Regulatory harmonisation: The benefits for international insurance programmes in the CIMA zone

Sub-Saharan Africa has the youngest population in the world. Its economy is diverse and before the impact of the Covid-19 pandemic, was predicted to experience growth fuelled by ambitious, young talent. Sébastien Loeffel, network partner relationship manager at AXA XL, explains how insurance regulatory cooperation among a group of countries in the region – the Conférence Interafricaine des Marchés d’Assurances (CIMA) – affects risk managers buying insurance for their operations in the region.

What is CIMA and how does it work?

CIMA was established in 1992 to harmonise insurance regulation for a group of mainly francophone countries in sub-Saharan Africa.
Its 14 members are: Benin, Burkina Faso, Cameroon, Central African Republic, Chad, Congo Brazzaville, Equatorial Guinea, Gabon, Guinea Bissau, Ivory Coast, Mali, Niger, Senegal and Togo. Comoros is also expected to join but has yet to sign the CIMA Treaty.

The CIMA organisation established a dedicated insurance code that brings together almost all insurance regulation and supervision for the countries in the zone, although each member state retains its own insurance regulator and rules do vary slightly from country to country.

While the CIMA code establishes a common way of regulating insurers, it is not equivalent to the freedom of service rules in the European Union, because it does not enable an insurer to cover risks in a member state from another member state, for example.

Stored dataset items
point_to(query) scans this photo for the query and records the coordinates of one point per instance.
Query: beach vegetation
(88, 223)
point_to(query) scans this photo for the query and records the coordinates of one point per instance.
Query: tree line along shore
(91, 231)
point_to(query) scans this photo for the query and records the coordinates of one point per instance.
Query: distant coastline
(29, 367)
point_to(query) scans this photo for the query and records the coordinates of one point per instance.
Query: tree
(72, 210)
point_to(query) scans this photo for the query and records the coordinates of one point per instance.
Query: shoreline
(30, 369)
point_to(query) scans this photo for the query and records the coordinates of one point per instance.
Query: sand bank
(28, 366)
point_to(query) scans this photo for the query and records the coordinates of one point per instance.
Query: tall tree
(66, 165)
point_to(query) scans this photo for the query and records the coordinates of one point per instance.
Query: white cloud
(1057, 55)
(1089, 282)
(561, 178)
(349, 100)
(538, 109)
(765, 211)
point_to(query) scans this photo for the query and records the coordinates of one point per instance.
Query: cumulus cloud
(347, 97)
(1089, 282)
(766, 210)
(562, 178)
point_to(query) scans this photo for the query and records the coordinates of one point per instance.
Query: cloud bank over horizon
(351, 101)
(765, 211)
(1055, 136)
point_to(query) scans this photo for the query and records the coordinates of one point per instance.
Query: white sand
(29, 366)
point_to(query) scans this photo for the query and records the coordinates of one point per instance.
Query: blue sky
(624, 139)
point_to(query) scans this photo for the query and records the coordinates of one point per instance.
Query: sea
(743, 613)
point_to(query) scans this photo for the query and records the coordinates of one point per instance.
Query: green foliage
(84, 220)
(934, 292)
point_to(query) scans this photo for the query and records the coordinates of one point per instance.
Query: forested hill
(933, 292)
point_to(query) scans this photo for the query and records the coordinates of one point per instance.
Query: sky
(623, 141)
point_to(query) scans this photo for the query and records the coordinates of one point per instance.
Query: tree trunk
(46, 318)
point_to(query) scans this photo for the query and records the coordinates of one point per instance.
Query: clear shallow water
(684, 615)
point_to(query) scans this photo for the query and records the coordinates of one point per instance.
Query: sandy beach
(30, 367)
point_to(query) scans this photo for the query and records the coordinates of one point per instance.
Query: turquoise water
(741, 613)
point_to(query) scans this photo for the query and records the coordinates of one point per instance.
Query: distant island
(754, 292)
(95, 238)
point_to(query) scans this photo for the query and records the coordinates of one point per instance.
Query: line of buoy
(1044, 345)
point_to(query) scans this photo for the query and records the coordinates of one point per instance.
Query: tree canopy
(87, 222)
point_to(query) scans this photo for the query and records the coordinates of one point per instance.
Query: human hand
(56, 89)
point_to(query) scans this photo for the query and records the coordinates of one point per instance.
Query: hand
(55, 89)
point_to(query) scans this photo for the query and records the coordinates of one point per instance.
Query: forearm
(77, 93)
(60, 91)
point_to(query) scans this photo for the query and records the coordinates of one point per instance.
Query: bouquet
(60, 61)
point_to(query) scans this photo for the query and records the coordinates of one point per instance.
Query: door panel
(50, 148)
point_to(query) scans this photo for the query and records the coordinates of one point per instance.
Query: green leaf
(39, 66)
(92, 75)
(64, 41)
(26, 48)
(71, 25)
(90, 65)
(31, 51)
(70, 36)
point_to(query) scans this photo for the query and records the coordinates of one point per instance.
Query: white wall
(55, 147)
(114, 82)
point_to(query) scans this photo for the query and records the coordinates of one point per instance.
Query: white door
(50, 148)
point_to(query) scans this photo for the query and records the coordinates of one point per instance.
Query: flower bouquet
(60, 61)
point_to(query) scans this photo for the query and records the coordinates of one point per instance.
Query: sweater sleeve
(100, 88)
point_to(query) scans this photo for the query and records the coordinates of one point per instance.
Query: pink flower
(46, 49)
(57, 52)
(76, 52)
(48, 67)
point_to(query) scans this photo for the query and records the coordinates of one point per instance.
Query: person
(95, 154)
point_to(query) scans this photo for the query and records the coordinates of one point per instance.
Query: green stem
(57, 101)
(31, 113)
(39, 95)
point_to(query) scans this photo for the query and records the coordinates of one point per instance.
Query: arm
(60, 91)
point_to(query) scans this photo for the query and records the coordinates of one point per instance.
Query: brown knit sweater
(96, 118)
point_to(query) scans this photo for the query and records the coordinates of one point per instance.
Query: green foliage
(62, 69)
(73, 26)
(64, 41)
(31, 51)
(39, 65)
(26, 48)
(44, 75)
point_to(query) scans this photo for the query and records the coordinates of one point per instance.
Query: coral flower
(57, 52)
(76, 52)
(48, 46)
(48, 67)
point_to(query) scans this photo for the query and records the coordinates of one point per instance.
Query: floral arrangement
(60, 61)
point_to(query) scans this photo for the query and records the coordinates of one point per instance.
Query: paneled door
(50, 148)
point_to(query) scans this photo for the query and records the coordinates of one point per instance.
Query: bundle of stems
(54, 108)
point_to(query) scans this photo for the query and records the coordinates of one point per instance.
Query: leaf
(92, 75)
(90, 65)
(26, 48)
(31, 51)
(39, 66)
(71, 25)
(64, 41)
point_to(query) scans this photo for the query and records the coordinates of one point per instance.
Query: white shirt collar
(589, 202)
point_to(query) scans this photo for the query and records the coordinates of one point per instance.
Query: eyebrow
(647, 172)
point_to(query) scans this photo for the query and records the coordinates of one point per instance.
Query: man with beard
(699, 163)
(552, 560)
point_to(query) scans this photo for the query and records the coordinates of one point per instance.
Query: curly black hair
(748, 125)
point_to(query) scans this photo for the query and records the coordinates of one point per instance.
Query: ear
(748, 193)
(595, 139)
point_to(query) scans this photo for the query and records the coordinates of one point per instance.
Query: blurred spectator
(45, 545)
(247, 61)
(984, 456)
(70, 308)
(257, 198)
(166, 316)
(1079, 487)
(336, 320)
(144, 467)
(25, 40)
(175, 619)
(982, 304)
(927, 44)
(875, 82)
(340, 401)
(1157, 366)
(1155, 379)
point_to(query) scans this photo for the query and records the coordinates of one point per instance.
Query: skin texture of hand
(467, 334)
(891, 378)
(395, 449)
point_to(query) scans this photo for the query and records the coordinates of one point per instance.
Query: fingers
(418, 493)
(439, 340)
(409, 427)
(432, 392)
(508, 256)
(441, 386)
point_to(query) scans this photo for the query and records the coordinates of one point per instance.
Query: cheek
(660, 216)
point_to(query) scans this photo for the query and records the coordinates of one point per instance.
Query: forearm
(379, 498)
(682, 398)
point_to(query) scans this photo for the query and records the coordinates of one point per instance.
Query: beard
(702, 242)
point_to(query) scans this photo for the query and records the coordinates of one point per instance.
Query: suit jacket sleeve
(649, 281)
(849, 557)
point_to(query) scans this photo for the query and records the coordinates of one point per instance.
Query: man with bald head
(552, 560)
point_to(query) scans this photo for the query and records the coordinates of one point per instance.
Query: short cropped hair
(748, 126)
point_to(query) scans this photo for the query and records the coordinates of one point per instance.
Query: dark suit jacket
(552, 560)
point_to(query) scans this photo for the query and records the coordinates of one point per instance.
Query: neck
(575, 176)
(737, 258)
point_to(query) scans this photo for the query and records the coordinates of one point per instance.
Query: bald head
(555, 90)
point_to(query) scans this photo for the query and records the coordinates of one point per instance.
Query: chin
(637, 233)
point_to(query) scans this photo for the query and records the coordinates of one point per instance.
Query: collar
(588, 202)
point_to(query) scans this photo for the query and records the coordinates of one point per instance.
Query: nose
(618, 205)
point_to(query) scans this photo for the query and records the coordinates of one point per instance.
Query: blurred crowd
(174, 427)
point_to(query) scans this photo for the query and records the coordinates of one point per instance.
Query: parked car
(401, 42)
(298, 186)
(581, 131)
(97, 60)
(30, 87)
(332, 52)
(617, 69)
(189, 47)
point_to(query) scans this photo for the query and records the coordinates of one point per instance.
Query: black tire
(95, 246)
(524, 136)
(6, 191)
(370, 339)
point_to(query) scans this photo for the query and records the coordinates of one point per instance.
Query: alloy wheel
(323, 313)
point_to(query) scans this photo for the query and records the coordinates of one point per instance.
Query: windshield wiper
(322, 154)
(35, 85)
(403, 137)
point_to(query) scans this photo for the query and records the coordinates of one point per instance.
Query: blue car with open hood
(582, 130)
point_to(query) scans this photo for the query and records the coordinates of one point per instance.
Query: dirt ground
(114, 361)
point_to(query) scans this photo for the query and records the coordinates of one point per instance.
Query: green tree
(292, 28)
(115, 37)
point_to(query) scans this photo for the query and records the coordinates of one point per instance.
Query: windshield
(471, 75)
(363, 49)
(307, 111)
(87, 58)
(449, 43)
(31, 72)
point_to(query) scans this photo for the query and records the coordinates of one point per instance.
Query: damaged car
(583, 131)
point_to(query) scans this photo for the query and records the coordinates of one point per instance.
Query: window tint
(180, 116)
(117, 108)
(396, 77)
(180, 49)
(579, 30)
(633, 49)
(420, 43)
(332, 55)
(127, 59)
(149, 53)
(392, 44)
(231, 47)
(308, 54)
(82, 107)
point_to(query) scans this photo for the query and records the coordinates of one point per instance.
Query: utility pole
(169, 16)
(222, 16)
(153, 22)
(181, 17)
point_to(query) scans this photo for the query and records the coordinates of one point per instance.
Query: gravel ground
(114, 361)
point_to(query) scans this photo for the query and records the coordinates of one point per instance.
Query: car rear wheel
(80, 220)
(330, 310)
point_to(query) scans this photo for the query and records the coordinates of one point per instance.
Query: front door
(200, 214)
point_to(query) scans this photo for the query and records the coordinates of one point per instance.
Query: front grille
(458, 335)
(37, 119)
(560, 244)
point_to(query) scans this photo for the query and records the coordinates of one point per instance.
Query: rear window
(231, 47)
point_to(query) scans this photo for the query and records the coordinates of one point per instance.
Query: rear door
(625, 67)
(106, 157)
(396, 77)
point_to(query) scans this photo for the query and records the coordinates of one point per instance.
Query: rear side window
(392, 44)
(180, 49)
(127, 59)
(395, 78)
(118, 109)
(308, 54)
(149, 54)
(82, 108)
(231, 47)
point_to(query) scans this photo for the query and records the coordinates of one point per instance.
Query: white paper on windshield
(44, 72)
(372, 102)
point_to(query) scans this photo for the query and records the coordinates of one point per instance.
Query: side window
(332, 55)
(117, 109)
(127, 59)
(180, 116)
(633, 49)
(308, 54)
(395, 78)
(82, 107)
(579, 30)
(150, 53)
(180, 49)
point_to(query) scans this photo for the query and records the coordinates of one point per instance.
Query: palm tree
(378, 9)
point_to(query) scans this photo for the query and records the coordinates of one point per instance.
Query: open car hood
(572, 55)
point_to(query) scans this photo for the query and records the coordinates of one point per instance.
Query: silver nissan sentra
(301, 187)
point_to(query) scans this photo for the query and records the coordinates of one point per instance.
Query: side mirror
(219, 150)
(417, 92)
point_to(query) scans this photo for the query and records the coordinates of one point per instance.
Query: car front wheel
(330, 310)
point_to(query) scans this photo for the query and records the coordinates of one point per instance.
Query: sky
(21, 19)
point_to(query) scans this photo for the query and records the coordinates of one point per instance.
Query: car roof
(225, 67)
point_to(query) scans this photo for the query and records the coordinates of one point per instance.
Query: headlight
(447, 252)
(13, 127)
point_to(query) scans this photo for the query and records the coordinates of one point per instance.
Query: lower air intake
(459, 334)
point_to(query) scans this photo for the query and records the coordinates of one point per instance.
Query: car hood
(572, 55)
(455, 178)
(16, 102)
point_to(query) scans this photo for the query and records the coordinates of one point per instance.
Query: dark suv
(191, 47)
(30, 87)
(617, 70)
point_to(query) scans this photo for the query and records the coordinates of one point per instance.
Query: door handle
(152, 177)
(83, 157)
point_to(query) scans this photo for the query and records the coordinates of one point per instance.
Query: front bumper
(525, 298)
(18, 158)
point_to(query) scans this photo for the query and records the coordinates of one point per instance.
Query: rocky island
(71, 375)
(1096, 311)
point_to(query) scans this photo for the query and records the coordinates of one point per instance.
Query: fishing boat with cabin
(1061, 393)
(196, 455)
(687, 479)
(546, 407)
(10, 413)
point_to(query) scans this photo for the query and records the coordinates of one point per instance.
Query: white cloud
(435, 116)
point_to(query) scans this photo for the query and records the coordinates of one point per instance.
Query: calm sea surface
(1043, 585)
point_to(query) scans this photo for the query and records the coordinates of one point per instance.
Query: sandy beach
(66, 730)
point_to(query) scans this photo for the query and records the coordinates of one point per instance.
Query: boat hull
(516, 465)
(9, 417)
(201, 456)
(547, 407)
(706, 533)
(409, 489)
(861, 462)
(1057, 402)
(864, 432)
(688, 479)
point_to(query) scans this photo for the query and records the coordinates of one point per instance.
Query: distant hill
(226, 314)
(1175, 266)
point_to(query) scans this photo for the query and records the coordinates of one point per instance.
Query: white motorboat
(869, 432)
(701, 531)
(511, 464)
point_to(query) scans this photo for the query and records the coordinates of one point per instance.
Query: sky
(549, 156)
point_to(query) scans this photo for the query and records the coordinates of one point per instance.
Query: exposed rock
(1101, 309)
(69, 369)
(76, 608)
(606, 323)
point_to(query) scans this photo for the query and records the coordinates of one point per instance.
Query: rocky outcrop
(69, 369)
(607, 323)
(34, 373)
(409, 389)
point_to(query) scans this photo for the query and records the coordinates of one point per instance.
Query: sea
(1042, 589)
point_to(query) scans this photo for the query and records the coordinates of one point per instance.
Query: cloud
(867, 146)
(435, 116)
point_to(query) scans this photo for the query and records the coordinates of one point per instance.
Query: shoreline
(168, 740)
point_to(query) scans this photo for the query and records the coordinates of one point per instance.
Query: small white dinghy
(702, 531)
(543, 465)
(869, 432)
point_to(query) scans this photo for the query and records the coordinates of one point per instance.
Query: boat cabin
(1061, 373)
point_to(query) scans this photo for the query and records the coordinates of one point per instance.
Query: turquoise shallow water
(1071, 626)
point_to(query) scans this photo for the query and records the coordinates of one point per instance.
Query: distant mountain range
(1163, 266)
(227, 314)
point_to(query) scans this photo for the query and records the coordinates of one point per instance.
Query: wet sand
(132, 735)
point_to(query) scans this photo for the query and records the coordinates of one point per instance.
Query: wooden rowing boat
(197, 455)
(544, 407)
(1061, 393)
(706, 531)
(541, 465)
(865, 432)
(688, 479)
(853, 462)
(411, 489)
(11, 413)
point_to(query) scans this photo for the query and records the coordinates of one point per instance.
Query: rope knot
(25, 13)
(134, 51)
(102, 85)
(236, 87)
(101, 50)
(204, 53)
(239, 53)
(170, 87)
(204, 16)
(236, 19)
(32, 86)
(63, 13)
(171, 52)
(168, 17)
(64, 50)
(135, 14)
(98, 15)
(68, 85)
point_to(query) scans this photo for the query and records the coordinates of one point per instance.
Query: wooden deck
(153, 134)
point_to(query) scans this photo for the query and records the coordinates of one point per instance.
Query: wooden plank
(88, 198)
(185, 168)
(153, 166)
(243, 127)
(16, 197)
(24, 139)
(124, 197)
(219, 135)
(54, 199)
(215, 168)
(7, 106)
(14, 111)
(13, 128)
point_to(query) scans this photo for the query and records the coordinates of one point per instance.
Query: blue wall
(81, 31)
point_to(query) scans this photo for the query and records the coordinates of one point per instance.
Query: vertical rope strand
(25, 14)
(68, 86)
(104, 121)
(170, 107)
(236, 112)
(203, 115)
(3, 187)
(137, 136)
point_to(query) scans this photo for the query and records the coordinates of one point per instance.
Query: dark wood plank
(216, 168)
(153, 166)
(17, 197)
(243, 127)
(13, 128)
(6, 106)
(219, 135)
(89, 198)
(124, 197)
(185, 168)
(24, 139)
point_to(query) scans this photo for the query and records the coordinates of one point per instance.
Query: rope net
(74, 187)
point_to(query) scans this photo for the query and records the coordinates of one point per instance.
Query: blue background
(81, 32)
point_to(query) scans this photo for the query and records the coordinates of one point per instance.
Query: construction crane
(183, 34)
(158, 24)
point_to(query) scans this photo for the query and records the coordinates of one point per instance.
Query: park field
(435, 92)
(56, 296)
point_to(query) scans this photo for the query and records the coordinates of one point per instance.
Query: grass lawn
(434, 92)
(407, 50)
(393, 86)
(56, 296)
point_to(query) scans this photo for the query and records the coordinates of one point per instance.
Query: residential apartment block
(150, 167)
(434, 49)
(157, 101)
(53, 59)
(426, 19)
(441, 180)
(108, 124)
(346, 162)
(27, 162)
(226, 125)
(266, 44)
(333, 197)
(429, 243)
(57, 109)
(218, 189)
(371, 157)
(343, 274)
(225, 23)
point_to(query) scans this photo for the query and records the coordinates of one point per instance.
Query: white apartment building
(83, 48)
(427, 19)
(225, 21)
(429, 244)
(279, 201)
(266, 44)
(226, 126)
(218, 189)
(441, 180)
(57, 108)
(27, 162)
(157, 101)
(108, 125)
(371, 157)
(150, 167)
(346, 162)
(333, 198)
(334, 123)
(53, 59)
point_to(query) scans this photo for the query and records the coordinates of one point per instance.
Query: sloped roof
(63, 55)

* What to work on
- A) Name every organization mentioned in the text on CIMA regulatory harmonization.
- B) Condense the CIMA text's paragraph that begins "The CIMA organisation established a dedicated insurance code" into a short bulleted list of its main facts.

* Answers below
- A)
- Conférence Interafricaine des Marchés d'Assurances (CIMA)
- AXA XL
- European Union

- B)
- CIMA created a dedicated insurance code.
- The code covers almost all insurance regulation and supervision in the zone.
- Each member state keeps its own insurance regulator.
- Rules vary slightly between countries.